- _EXTRAIT PRÉSENTÉ_:
★ ★ ★
L'album d'un résident de Yokohama
Cet album de Beato de paysages non coloriés – comme c'est toujours le cas pour ses albums originaux1 - possède une reliure en cuir brun de type occidental et Views of Japan y est écrit en capitales d'imprimerie dorées. Il date d'environ 1866 pour la partie paysage comprenant 25 épreuves. Les portraits de groupe de la dernière page – peut-être insérés ultérieurement – datent eux de 1871.
L'album ne contient qu’une seule épreuve par double-page, collée sur la page de droite. Sur la page de gauche, en vis à vis, est collé un cartouche imprimé sur papier qui inclut le titre et un commentaire écrit par James W. Murray décrivant la photographie reproduite sur la page suivante2. Les quelques pages sans légende imprimée ont une courte description manuscrite en anglais, ajoutée peut-être par le propriétaire de l'album.
James William Murray3, un ami de Beato résidant à Yokohama et intendant (assistant commissary general) dans l’armée britannique a rédigés ces textes spécifiquement pour les albums de Beato. Son nom est cité explicitement dans la page de titre imprimée d’un album en deux volumes de Beato publié en 1868 et conservé au Victoria and Albert museum :
PHOTOGRAPHIC VIEWS OF JAPAN. BY SIGNOR F. BEATO. WITH HISTORICAL AND DESCRIPTIVE NOTES, COMPILED FROM AUTHENTIC SOURCES, AND FROM PERSONAL OBSERVATION DURING A RESIDENCE OF SEVERAL YEARS. BY JAMES WILLIAM MURRAY, ESQ., ASSISTANT COMMISSARY GENERAL. YOKOHAMA 1868. Printed at the JAPAN GAZETTE Office4.
Toutefois, les textes de Murray sont déjà présents, au moins pour les paysages, à partir de 1866 au plus tard. Ses textes mêlent constamment la description assez précise des lieux présentés et de la vie quotidienne au Japon avec des explications historiques approximatives et des considérations condescendantes ou méprisantes pour la civilisation japonaise.
Les commentaires de Murray ont été retranscrits verbatim et traduits. Traduire les textes en français a été un peu délicat car les textes originaux anglais sont mal écrits, avec des phrases longues à la syntaxe approximative mais il nous semblait nécessaire de respecter le style original en n'allégeant pas la traduction. Ceci nous rappelle que « signor Beato », comme le surnommait le caricaturiste Wirgmann, maîtrisait mal l'anglais selon plusieurs témoignages d'époque5, et ne devait guère s'intéresser à la qualité des notices qu'il avait confiées à Murray pour accompagner ses photographies. Les légendes donnent souvent l'impression d'un texte dicté qui n'a pas été relu. Leur qualité est variable et il est possible que quelques légendes aient été écrites ou corrigées par d'autres personnes (peut-être Charles Wirgmann ?).
★ ★ ★
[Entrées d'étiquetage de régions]
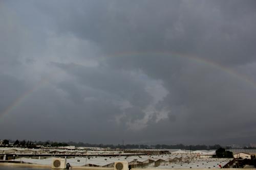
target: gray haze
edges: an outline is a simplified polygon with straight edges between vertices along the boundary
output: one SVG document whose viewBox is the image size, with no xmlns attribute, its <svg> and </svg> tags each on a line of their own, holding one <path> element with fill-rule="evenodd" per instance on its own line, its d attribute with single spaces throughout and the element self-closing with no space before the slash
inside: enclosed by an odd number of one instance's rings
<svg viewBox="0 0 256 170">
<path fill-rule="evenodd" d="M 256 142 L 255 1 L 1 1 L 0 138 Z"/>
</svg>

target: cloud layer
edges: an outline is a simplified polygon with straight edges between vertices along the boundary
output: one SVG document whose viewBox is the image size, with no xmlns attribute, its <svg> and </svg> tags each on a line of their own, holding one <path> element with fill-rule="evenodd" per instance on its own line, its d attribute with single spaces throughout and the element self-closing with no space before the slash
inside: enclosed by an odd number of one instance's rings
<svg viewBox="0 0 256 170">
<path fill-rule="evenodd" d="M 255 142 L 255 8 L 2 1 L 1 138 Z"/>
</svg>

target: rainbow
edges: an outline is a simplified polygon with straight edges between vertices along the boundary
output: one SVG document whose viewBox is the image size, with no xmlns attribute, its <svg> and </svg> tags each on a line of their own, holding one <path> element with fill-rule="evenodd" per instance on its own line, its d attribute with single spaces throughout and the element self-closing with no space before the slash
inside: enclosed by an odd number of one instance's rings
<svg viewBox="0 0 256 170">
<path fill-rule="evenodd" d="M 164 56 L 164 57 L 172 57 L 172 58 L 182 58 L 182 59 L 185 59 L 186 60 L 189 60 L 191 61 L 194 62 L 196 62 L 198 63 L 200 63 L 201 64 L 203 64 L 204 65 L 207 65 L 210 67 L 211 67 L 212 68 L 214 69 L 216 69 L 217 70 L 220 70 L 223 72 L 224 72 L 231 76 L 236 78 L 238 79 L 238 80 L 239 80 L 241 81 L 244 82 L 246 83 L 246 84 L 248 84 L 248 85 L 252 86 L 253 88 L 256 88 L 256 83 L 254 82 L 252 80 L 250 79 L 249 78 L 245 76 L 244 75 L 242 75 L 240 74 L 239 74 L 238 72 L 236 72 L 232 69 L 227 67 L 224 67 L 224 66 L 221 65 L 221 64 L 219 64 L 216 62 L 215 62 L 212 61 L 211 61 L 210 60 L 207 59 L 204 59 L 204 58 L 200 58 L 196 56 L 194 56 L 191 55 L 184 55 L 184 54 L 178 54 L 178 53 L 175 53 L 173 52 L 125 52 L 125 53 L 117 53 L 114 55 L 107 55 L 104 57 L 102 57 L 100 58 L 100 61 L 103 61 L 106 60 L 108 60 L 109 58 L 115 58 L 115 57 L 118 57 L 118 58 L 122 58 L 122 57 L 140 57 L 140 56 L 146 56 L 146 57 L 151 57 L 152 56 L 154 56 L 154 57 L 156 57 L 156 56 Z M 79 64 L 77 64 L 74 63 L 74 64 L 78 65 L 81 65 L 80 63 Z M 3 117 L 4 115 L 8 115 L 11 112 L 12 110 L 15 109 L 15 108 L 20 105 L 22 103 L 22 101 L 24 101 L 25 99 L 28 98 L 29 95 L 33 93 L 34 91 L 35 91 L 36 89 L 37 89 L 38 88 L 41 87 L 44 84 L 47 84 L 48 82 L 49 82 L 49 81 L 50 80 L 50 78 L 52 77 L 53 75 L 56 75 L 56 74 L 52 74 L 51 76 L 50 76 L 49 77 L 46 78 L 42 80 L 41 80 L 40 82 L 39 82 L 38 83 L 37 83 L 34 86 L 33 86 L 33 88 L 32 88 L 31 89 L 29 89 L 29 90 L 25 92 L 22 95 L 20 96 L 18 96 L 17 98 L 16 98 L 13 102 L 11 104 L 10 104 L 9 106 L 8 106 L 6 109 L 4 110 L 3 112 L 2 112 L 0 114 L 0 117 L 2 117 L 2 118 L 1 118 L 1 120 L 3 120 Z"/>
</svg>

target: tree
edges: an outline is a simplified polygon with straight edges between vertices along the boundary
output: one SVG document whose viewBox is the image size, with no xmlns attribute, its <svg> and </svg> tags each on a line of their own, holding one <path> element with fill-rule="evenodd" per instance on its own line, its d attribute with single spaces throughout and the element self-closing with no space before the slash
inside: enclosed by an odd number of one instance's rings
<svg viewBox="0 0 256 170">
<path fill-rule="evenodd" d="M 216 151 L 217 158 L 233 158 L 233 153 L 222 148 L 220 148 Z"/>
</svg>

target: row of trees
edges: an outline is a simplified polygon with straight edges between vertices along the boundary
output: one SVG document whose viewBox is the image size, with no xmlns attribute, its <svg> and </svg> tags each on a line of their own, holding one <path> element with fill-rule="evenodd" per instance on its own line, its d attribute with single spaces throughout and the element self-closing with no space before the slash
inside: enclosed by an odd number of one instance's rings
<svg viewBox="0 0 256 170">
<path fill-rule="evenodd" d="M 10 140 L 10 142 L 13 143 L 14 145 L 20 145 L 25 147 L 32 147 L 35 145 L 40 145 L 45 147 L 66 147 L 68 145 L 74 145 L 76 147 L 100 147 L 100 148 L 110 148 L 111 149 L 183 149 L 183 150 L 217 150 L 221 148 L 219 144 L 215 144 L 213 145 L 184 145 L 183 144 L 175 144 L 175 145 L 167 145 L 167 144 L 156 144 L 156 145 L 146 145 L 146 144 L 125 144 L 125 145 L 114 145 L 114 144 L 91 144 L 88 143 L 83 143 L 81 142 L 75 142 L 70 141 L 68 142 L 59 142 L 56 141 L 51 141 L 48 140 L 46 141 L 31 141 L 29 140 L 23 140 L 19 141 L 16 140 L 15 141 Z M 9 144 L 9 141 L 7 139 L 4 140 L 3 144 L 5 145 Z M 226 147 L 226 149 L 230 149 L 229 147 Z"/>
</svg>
★ ★ ★
- _CONSIGNES DE L'EXERCICE_:
#1 Extrayez mot pour mot le passage du texte sur l'album de Beato qui s'ouvre sur les mots contenant « Les commentaires de » et se clôt sur « Charles Wirgmann ?). ».
#2 Extrayez de la liste toutes les lignes où figure la chaîne « target », en respectant la casse.
Le texte sur l'album de Beato et la liste sont deux documents indépendants l'un de l'autre.

- _LISTE DES RÉPONSES_:
#1
Les commentaires de Murray ont été retranscrits verbatim et traduits. Traduire les textes en français a été un peu délicat car les textes originaux anglais sont mal écrits, avec des phrases longues à la syntaxe approximative mais il nous semblait nécessaire de respecter le style original en n'allégeant pas la traduction. Ceci nous rappelle que « signor Beato », comme le surnommait le caricaturiste Wirgmann, maîtrisait mal l'anglais selon plusieurs témoignages d'époque5, et ne devait guère s'intéresser à la qualité des notices qu'il avait confiées à Murray pour accompagner ses photographies. Les légendes donnent souvent l'impression d'un texte dicté qui n'a pas été relu. Leur qualité est variable et il est possible que quelques légendes aient été écrites ou corrigées par d'autres personnes (peut-être Charles Wirgmann ?).

#2
target: gray haze
target: cloud layer
target: rainbow
target: tree
target: row of trees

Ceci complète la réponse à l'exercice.